During the day, people huddled around a radio while some scoured their phones for news on the passage of the legislation. The makeshift tents and unplastered walls with metal roofs in north Delhi’s Majnu ka Tila area are home to about 750 Pakistani Hindus who fled the neighbouring country to seek refuge here. Many others live in resettlement colonies in Rohini Sector 9 and 11, Adarsh Nagar and near the Signature Bridge.

Among them is 42-year-old Sona Das, who left his home in Hyderabad, Pakistan, and came to Delhi on a cold winter night in 2011, not knowing what would become of him and his family. All they had was a 15-day pilgrimage visa and a few bags of clothes. After multiple protests, court cases and eight years, Das, his wife and nine children, the youngest just eight, are looking to the bill to give them stability.

Task details: Decide whether each statement agrees with the passage on Pakistani Hindu refugees in Delhi, answering yes or no and quoting the words from the passage that decide it. 1. About 750 Pakistani Hindus live in the Majnu ka Tila area. 2. Sona Das arrived in Delhi during the summer of 2011. 3. Sona Das and his wife have nine children. The entries that follow have no connection to the passage on Pakistani Hindu refugees in Delhi.

(Collected data)
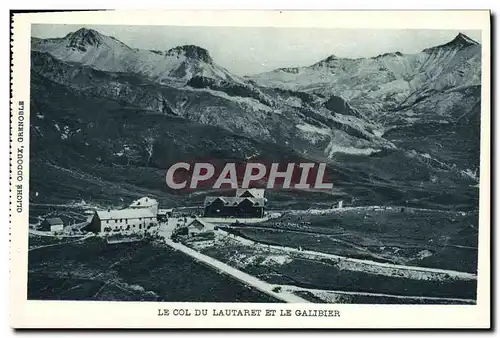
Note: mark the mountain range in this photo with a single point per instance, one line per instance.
(108, 119)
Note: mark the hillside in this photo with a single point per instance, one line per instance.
(108, 119)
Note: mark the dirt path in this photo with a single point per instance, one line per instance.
(238, 274)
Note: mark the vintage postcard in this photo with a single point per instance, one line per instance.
(250, 169)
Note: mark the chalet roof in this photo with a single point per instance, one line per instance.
(257, 193)
(197, 220)
(234, 201)
(54, 221)
(125, 213)
(144, 202)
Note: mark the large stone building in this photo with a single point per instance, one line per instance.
(131, 220)
(248, 203)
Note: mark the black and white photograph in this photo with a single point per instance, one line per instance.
(213, 164)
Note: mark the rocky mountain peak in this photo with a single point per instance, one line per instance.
(192, 52)
(459, 42)
(83, 38)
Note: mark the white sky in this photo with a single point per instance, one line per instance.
(250, 50)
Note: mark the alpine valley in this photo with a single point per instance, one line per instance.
(108, 119)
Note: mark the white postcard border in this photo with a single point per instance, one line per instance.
(92, 314)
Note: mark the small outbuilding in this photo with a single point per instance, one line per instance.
(197, 226)
(52, 224)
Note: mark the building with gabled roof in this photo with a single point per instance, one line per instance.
(122, 220)
(252, 192)
(238, 207)
(145, 202)
(54, 224)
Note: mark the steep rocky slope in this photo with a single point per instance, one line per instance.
(386, 87)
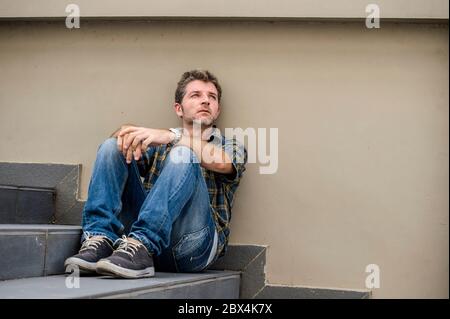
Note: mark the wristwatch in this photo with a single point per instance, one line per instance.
(178, 135)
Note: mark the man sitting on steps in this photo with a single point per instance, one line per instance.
(177, 219)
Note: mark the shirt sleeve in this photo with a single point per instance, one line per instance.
(238, 155)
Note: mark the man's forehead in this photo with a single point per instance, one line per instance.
(198, 85)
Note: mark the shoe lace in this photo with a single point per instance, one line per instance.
(127, 246)
(92, 242)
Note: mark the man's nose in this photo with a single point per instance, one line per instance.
(205, 99)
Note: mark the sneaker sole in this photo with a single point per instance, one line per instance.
(84, 266)
(105, 267)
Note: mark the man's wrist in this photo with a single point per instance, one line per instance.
(175, 136)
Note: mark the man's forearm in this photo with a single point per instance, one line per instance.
(116, 133)
(211, 157)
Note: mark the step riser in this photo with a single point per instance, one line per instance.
(206, 285)
(26, 205)
(35, 252)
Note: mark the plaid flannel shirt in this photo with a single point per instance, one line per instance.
(221, 187)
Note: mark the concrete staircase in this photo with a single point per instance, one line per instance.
(33, 251)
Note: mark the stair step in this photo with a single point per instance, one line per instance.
(27, 205)
(36, 250)
(209, 284)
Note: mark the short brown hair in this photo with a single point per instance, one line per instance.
(202, 75)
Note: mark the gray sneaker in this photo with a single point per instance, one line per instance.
(93, 249)
(130, 260)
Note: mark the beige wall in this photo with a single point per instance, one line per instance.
(402, 9)
(362, 117)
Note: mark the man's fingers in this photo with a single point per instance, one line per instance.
(129, 155)
(119, 143)
(137, 140)
(137, 154)
(127, 130)
(129, 140)
(146, 143)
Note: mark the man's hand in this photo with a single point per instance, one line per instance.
(135, 140)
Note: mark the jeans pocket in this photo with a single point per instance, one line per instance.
(192, 251)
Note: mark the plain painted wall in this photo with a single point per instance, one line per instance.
(362, 116)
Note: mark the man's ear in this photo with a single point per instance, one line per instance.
(178, 109)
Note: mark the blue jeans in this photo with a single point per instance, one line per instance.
(173, 220)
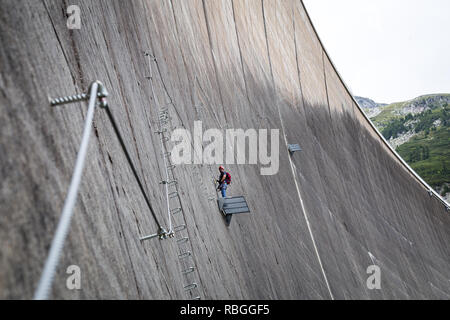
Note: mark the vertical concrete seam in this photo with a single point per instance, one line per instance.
(213, 58)
(293, 169)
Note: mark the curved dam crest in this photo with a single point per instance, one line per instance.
(342, 204)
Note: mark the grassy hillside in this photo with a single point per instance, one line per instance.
(427, 120)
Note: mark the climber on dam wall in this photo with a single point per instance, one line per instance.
(224, 181)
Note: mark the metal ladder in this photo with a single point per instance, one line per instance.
(177, 222)
(175, 209)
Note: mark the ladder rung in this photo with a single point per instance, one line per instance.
(188, 270)
(183, 240)
(180, 228)
(190, 287)
(173, 195)
(184, 255)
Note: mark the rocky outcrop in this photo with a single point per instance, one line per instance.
(341, 205)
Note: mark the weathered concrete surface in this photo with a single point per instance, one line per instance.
(343, 204)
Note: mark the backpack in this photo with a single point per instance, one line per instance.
(228, 178)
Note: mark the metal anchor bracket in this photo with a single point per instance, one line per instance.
(190, 287)
(102, 95)
(162, 235)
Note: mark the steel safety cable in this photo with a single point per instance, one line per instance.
(57, 245)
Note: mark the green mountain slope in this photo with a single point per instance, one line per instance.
(419, 129)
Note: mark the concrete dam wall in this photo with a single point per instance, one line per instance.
(344, 203)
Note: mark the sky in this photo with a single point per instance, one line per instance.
(387, 50)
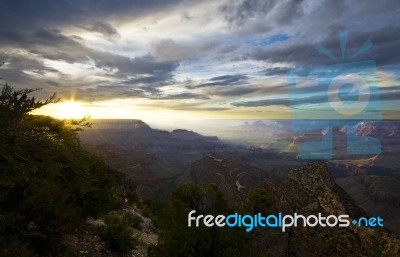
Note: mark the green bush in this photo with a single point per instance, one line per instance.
(117, 233)
(49, 183)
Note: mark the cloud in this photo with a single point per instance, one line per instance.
(224, 80)
(170, 50)
(104, 28)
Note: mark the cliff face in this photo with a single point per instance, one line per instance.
(310, 190)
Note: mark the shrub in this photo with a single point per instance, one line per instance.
(117, 233)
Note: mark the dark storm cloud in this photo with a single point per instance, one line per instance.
(240, 13)
(232, 91)
(52, 45)
(384, 52)
(103, 28)
(275, 71)
(34, 14)
(386, 94)
(224, 80)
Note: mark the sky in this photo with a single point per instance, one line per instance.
(221, 59)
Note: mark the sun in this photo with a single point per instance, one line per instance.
(64, 110)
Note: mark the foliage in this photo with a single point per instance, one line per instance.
(49, 183)
(118, 232)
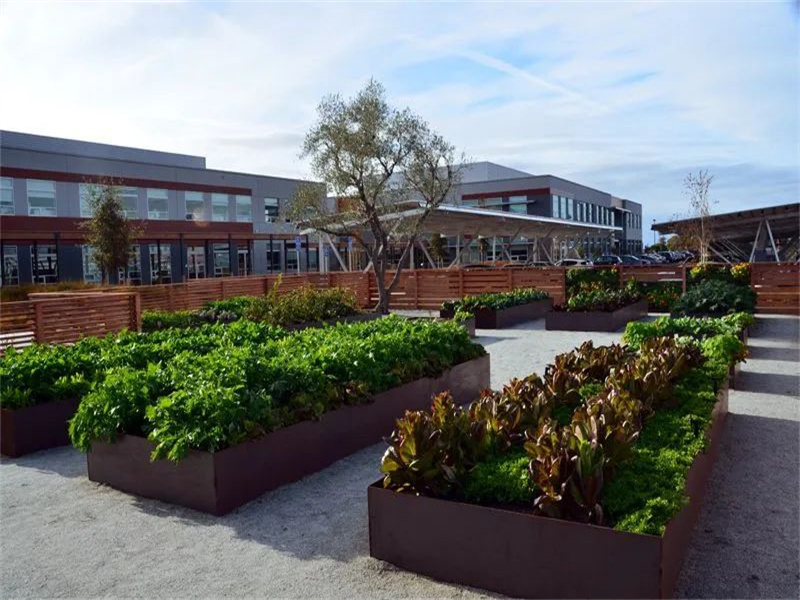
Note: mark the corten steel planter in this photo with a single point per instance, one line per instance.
(335, 321)
(37, 427)
(219, 482)
(528, 556)
(562, 320)
(489, 318)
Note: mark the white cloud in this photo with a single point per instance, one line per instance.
(625, 97)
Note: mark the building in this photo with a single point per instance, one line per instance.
(196, 222)
(555, 200)
(770, 233)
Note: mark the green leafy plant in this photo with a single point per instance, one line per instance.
(494, 300)
(713, 297)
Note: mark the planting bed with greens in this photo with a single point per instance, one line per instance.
(611, 436)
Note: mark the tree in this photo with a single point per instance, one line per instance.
(108, 232)
(696, 231)
(388, 171)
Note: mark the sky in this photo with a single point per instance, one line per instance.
(627, 97)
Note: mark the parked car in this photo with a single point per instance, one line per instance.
(574, 262)
(607, 259)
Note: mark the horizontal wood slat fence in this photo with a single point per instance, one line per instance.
(64, 317)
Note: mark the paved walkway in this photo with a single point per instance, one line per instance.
(61, 535)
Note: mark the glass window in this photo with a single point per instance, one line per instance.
(222, 260)
(196, 267)
(160, 270)
(7, 197)
(91, 272)
(41, 198)
(157, 204)
(244, 209)
(271, 210)
(10, 275)
(518, 204)
(44, 263)
(219, 207)
(133, 274)
(195, 206)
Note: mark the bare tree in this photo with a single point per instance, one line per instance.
(108, 232)
(387, 170)
(696, 231)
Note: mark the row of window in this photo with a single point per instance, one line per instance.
(633, 221)
(585, 212)
(41, 199)
(44, 263)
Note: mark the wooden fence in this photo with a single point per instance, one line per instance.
(777, 287)
(64, 317)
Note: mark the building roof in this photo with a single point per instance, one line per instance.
(784, 221)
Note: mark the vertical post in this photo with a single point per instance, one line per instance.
(38, 334)
(57, 236)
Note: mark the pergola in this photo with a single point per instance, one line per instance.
(746, 235)
(468, 224)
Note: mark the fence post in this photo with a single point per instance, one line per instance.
(136, 312)
(38, 334)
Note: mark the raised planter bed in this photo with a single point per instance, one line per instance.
(529, 556)
(490, 318)
(37, 427)
(595, 320)
(351, 319)
(222, 481)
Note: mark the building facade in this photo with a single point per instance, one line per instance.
(195, 222)
(494, 187)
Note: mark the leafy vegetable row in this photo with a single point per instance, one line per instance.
(495, 300)
(237, 392)
(606, 436)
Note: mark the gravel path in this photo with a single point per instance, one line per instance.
(61, 535)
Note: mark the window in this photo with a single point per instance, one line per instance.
(222, 260)
(7, 197)
(244, 209)
(196, 267)
(41, 198)
(271, 210)
(133, 274)
(518, 204)
(10, 275)
(91, 272)
(160, 263)
(195, 206)
(157, 204)
(219, 207)
(44, 263)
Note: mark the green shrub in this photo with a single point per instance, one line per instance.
(253, 378)
(495, 300)
(713, 297)
(501, 478)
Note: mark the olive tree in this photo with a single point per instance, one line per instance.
(108, 231)
(386, 170)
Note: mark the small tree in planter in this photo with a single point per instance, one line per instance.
(108, 232)
(388, 171)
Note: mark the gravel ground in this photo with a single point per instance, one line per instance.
(61, 535)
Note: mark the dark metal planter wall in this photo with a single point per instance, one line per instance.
(222, 481)
(595, 320)
(523, 555)
(38, 427)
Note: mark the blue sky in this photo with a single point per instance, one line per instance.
(623, 96)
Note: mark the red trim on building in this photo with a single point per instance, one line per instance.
(28, 229)
(129, 181)
(500, 194)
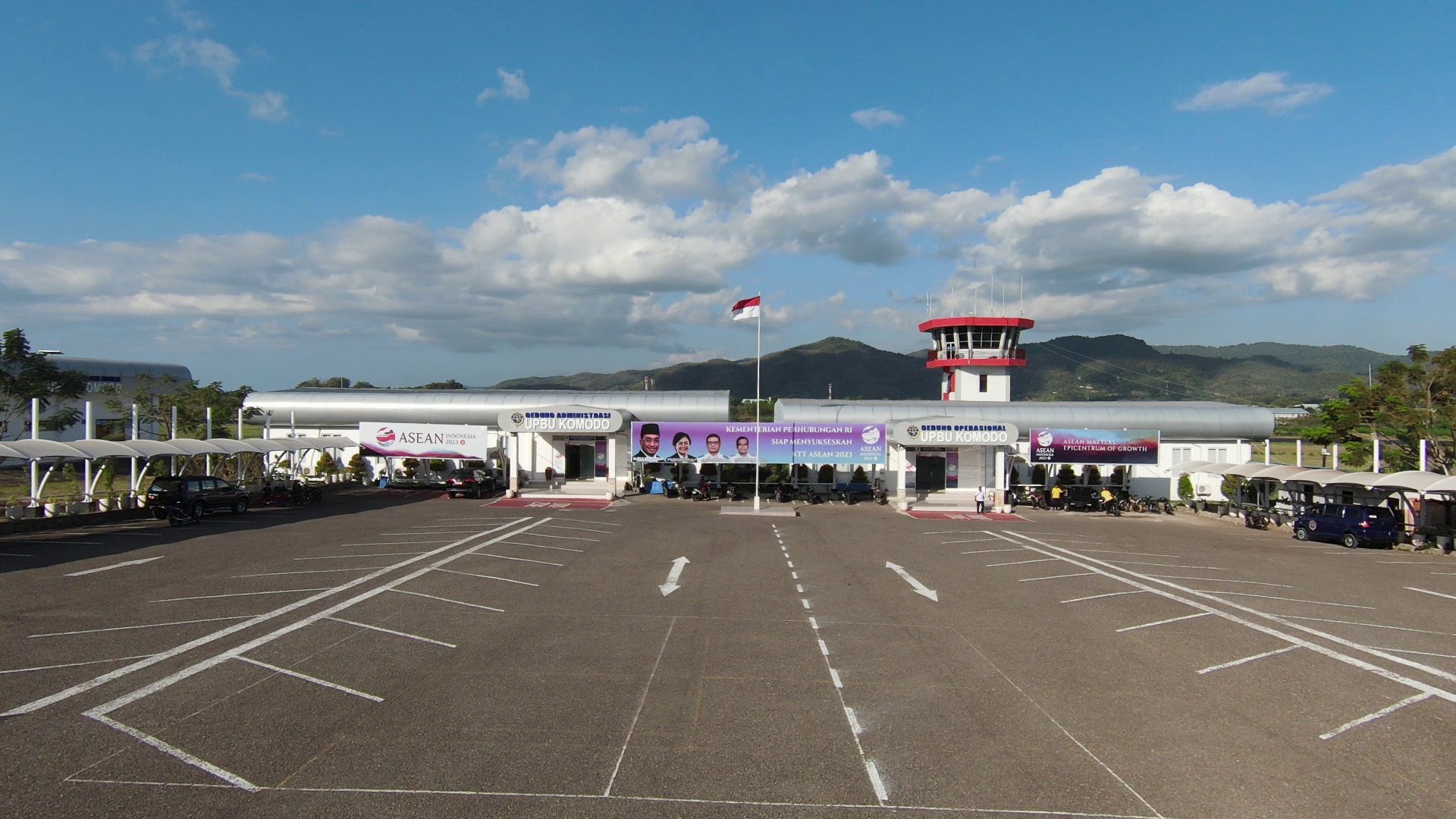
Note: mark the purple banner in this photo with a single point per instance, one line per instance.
(1094, 447)
(704, 442)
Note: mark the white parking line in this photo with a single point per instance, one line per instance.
(449, 601)
(1056, 576)
(1021, 561)
(488, 577)
(1220, 580)
(1239, 662)
(1375, 716)
(350, 557)
(542, 547)
(1095, 596)
(73, 665)
(519, 558)
(1289, 599)
(392, 632)
(1163, 621)
(310, 572)
(1438, 594)
(313, 679)
(115, 566)
(131, 627)
(239, 595)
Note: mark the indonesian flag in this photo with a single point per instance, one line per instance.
(746, 309)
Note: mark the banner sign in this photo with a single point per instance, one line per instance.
(704, 442)
(565, 419)
(1094, 447)
(952, 431)
(424, 441)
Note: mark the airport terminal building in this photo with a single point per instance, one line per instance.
(973, 438)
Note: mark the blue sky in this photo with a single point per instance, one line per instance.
(408, 193)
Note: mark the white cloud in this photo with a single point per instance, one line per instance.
(670, 159)
(877, 117)
(209, 55)
(1267, 91)
(513, 86)
(639, 242)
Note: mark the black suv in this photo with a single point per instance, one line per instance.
(196, 493)
(1348, 525)
(473, 483)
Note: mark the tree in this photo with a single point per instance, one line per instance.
(25, 375)
(156, 395)
(1402, 404)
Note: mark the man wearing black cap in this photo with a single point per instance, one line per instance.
(651, 441)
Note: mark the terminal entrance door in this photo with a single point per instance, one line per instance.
(929, 472)
(582, 460)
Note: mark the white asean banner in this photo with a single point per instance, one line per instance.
(424, 441)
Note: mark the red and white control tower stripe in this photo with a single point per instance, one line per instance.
(976, 354)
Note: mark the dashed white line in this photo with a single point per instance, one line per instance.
(313, 679)
(115, 566)
(392, 632)
(73, 665)
(1163, 621)
(1095, 596)
(1022, 561)
(1239, 662)
(131, 627)
(1375, 716)
(449, 601)
(239, 595)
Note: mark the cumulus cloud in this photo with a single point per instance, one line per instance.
(513, 86)
(639, 241)
(1269, 91)
(877, 117)
(212, 57)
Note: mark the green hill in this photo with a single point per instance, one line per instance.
(1337, 357)
(1074, 368)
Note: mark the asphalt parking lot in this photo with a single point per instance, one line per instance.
(392, 654)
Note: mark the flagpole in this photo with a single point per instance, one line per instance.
(758, 409)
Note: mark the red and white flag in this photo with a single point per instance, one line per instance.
(746, 309)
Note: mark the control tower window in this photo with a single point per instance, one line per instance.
(986, 337)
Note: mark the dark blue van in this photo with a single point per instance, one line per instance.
(1348, 525)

Response below:
1. Yes: "home to about 750 Pakistani Hindus"
2. No: "came to Delhi on a cold winter night in 2011"
3. Yes: "Das, his wife and nine children"